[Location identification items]
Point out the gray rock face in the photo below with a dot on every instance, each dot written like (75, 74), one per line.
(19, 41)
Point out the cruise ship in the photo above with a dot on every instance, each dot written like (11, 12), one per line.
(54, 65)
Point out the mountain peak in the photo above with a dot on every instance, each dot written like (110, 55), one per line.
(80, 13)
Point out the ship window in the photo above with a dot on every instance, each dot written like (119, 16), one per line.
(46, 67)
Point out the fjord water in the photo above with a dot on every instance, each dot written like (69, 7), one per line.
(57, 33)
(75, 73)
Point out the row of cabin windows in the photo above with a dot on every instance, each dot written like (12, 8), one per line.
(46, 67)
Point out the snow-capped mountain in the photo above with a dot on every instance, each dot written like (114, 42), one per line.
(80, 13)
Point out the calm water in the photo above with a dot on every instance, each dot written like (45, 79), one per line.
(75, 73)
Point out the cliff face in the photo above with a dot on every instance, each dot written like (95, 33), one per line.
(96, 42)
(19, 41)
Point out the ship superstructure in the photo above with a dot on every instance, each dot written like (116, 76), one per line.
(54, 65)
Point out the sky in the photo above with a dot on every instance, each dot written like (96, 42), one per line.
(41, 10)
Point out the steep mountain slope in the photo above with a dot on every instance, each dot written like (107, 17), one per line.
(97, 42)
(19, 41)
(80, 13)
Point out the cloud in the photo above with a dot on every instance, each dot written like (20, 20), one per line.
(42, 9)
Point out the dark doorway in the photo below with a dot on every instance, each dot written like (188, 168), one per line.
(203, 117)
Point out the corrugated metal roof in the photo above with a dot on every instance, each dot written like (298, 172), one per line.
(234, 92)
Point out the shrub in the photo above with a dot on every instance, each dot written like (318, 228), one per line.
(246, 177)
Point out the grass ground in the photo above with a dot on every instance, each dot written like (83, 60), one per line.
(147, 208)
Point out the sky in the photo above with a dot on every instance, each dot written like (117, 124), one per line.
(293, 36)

TASK PROMPT
Render the listing above as a two-column CSV with the header columns "prompt" and "target," giving one row per request. Put each request's text in one quoted field and its answer in the other, with every line break turned into a space.

EXERCISE RESULT
prompt,target
"Point out the gray rock face in the photo below with a dot on every instance, each dot written like (75, 74), one per line.","(19, 41)"
"Point out the cruise ship in the photo above with a dot on every instance, each dot written like (11, 12), one per line.","(54, 65)"
"Point out the mountain peak in the photo above with a dot on every instance, each dot written like (110, 55), one per line.","(80, 13)"
"Point out the ship window in the photo above with a dot on every instance, each dot written like (119, 16), one per line.","(46, 67)"
"Point out the fjord water in the photo above with a dot on every instance, each dot written like (69, 7), one per line.","(57, 33) (75, 73)"
"Point out the row of cabin windows in the photo above with a dot on every instance, each dot written like (12, 8), one per line.","(46, 67)"
"Point out the snow-capped mountain in the photo above with a dot on every instance, each dot written like (114, 42), one per line.","(80, 13)"
"Point out the calm water in the photo above with a dot on every instance, each dot written like (45, 79), one per line.","(75, 73)"
"Point out the cliff face in the photo above with a dot on every instance, each dot written like (95, 33), one per line.","(96, 42) (19, 41)"
"Point out the ship superstructure in the photo above with a dot on every instance, each dot written like (116, 76), one per line.","(54, 65)"
"Point out the sky in the photo above with a dot on every instance, each dot written like (96, 42), one per line.","(41, 10)"
"Point out the steep mountain slope in the photo above with a dot on every instance, each dot written like (107, 17), one per line.","(97, 42) (19, 41) (80, 13)"
"Point out the cloud in the photo above with a dot on every instance, each dot written like (20, 20), one per line.","(42, 9)"
"Point out the dark doorway in the photo below with a dot on every instance, each dot written like (188, 168), one per line.","(203, 117)"
"Point out the corrugated metal roof in the photo above with a dot on every instance, each dot written like (298, 172), one per line.","(234, 92)"
"Point out the shrub in the photo above with a dot on every instance, each dot written like (318, 228), one per line.","(246, 177)"
"Point out the grass ground in the photo above with a dot on every instance, each dot written like (83, 60), one per line.","(147, 208)"
"Point out the sky in the photo above with a dot on every instance, each dot written like (117, 124), one per line.","(293, 36)"